Point localization data →
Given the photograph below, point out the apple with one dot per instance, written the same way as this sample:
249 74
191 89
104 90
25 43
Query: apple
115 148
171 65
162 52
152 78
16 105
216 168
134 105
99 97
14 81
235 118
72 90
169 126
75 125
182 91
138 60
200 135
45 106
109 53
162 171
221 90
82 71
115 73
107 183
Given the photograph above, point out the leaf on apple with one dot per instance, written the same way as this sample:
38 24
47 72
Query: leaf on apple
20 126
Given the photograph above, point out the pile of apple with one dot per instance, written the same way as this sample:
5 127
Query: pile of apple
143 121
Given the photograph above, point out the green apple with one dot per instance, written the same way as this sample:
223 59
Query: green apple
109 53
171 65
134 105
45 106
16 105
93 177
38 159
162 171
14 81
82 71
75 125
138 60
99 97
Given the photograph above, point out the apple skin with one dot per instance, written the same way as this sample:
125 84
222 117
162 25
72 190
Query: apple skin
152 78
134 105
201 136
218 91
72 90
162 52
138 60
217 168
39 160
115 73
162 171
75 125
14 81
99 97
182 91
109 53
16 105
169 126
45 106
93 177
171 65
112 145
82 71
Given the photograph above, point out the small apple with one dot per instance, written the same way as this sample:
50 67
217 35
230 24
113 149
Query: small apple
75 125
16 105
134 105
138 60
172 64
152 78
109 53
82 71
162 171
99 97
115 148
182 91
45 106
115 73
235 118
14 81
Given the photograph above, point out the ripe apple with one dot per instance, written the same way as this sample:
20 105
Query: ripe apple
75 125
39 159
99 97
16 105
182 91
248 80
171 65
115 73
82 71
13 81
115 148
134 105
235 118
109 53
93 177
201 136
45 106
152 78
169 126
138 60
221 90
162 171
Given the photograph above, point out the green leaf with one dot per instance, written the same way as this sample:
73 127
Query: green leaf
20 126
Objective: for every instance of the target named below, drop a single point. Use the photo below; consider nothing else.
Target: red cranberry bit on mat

Problem statement → Look for the string "this" in the records, and copy every line where it is found.

Completed task →
Given the photograph below, point out the apple with one dot per instance, written the same way as this sample:
Given the photograph above, point out the leaf on apple with one dot per instance, written the same way as this sample:
Given the photograph above, point out the pile of apple with one dot per instance, written the same way as this sample:
Given the photograph above, point out the green apple with one dot per instance, written the same way as this sample:
Given the photograph above, point out the apple skin with one dot per instance, written the same way as this sample:
Given the photograph above, point out the small apple with one dot per instance, written the same way as this sample:
Given the photograph above, point out the ripe apple with one dot per instance, written the same way as this sample:
Given the photograph above, point out the green leaf with one dot per instance, written the same way as this sample:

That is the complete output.